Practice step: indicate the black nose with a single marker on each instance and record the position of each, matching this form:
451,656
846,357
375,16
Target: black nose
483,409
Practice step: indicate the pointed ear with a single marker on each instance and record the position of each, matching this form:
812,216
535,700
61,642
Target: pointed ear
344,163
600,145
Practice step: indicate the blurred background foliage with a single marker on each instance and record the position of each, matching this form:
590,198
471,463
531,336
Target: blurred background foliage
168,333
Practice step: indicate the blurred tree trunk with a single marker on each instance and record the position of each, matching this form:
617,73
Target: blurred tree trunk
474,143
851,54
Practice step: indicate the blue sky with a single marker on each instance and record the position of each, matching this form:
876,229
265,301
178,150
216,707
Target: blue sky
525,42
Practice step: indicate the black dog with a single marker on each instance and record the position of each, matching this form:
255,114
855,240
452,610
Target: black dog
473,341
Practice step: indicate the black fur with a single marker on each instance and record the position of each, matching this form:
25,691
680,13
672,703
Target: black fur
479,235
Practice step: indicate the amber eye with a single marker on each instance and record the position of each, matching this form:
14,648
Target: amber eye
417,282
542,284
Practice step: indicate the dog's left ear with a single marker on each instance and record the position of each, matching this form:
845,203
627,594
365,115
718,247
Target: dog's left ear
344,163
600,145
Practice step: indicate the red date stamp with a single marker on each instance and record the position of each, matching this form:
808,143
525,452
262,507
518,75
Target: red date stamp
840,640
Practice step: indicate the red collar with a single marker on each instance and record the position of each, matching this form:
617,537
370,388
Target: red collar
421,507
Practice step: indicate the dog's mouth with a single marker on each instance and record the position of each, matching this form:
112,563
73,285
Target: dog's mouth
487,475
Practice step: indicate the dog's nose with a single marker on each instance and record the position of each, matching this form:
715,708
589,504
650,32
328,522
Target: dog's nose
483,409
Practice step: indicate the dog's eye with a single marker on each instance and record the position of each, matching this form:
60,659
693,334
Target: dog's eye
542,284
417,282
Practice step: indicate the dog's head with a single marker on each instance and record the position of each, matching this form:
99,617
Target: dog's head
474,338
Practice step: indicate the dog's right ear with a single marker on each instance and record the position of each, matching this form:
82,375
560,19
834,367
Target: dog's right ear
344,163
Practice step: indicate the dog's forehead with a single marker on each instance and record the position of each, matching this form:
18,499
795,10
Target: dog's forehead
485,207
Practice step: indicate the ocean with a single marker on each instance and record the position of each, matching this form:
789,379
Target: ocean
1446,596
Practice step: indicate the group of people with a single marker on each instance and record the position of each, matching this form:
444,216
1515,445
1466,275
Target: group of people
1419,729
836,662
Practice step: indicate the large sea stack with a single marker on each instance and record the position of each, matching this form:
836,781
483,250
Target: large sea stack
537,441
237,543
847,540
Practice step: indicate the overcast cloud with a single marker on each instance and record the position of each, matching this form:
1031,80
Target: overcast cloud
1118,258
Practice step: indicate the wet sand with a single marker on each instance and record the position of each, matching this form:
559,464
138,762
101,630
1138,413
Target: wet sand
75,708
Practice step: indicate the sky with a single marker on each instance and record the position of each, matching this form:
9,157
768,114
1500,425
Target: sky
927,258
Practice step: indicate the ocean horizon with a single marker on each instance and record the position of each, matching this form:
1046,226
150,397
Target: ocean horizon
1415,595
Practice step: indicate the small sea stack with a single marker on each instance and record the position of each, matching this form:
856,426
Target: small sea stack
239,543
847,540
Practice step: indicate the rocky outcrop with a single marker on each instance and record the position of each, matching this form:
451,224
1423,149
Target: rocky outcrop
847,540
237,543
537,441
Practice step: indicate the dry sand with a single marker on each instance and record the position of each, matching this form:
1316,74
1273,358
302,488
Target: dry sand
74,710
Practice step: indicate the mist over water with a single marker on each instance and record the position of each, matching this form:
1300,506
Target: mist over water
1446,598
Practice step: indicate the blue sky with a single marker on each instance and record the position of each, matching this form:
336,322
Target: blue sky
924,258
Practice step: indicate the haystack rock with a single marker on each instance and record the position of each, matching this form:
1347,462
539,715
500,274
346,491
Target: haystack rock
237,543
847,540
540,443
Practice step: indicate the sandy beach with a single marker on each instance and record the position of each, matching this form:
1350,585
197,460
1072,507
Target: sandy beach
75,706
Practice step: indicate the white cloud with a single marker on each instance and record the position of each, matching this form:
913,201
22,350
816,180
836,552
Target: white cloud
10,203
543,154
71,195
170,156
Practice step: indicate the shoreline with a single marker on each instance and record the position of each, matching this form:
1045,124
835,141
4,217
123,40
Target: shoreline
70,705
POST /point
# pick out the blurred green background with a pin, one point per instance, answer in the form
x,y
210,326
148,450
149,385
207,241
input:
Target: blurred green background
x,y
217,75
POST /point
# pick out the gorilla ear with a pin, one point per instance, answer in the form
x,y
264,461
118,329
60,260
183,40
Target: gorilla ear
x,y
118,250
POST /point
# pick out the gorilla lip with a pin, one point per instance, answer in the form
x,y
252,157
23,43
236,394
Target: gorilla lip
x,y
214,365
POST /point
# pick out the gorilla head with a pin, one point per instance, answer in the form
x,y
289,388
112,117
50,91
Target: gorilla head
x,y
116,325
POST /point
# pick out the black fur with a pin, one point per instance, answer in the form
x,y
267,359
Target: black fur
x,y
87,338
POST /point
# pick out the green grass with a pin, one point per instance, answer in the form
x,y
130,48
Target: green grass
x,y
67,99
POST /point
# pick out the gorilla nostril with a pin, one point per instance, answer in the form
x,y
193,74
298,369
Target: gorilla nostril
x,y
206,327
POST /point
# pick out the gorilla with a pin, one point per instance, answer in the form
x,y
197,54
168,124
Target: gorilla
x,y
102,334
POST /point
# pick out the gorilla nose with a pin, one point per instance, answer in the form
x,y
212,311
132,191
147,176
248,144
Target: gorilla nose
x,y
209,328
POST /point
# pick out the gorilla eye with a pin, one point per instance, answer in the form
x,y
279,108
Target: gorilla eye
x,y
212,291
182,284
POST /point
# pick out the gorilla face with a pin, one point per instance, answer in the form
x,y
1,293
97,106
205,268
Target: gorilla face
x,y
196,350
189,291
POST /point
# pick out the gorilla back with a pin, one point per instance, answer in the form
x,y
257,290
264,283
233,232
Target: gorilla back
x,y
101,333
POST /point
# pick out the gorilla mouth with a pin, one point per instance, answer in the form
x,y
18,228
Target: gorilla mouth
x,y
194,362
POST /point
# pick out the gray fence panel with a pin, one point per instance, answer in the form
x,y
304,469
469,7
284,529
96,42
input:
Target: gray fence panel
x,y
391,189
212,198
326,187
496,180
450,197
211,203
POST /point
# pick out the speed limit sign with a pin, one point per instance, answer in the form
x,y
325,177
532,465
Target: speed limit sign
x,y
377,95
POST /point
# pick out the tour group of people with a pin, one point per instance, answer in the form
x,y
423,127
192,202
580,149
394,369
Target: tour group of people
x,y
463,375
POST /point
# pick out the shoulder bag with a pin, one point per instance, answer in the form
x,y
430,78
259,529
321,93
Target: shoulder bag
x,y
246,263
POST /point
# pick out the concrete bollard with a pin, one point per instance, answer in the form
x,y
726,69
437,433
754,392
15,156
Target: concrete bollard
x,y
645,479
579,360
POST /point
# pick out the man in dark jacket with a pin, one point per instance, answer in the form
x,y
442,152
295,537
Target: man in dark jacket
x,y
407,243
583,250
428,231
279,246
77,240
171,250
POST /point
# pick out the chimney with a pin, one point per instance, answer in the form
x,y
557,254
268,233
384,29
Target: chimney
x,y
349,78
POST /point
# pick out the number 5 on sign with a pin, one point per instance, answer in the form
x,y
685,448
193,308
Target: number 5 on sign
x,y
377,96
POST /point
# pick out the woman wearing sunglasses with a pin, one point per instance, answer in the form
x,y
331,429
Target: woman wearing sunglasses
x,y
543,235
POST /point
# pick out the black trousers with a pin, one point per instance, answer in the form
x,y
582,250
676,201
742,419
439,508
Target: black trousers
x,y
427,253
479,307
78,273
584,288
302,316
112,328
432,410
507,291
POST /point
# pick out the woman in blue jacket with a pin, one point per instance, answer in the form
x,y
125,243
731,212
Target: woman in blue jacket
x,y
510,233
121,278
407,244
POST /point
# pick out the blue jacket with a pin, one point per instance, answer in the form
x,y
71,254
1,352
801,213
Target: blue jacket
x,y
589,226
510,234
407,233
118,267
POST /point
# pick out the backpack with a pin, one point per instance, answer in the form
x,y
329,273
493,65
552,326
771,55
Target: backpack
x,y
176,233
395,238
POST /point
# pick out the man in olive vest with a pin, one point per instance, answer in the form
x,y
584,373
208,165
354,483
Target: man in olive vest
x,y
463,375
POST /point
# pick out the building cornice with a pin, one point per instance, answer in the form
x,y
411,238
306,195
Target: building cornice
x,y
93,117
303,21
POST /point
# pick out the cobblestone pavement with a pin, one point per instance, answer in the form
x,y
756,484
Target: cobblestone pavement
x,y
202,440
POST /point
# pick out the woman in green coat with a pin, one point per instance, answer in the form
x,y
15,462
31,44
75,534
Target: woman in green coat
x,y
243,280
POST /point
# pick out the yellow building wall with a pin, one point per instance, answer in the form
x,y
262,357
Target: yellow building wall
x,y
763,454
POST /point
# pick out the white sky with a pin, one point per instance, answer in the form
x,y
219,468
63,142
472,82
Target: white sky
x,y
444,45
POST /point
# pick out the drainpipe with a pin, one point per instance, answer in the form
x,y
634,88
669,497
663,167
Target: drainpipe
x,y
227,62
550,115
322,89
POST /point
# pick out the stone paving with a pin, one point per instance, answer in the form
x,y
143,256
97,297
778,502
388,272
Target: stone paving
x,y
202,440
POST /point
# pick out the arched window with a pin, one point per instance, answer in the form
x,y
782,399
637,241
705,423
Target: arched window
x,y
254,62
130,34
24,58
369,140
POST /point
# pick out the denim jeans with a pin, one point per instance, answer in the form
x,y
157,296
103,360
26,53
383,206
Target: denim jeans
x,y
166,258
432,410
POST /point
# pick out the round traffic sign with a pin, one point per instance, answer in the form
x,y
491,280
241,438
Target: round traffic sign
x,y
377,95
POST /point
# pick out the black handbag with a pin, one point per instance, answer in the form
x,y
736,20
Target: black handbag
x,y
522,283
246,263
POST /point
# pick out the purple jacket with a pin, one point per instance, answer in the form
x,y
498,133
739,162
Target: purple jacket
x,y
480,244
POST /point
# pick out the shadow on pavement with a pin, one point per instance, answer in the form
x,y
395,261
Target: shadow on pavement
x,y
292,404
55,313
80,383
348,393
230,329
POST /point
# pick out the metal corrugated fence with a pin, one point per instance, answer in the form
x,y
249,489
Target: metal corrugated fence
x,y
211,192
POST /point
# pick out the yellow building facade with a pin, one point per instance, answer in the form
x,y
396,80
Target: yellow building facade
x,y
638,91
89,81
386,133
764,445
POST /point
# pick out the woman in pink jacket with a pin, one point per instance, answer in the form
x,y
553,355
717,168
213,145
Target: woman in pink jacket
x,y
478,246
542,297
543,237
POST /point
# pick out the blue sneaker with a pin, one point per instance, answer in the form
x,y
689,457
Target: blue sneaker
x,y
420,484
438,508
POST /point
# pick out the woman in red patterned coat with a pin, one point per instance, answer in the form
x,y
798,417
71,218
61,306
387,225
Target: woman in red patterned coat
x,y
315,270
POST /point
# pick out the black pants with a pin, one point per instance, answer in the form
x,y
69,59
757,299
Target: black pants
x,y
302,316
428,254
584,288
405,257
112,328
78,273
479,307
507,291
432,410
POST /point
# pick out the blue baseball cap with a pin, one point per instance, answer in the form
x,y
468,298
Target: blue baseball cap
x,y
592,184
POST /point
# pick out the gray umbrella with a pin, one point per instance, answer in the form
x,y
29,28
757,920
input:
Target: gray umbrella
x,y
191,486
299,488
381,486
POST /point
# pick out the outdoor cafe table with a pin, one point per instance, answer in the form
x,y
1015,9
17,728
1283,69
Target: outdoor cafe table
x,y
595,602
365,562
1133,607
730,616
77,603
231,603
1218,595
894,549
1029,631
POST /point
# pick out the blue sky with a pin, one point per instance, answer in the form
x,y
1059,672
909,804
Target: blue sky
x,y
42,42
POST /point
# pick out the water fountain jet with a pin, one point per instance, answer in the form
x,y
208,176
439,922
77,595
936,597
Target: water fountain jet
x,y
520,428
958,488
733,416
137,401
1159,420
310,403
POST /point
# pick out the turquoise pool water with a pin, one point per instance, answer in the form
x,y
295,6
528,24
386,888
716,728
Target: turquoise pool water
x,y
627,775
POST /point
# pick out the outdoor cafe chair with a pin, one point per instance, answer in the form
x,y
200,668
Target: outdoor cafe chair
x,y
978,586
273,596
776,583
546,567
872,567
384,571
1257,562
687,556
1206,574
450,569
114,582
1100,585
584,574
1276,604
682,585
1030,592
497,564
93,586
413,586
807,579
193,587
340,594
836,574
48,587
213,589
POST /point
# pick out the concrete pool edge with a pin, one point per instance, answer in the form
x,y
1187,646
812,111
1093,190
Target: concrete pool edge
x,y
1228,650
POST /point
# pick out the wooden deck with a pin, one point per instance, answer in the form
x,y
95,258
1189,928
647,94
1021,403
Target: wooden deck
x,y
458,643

+ + + + + + +

Problem to solve → How many lines of the items above contain the string "large"? Give only the number.

Complete response → 2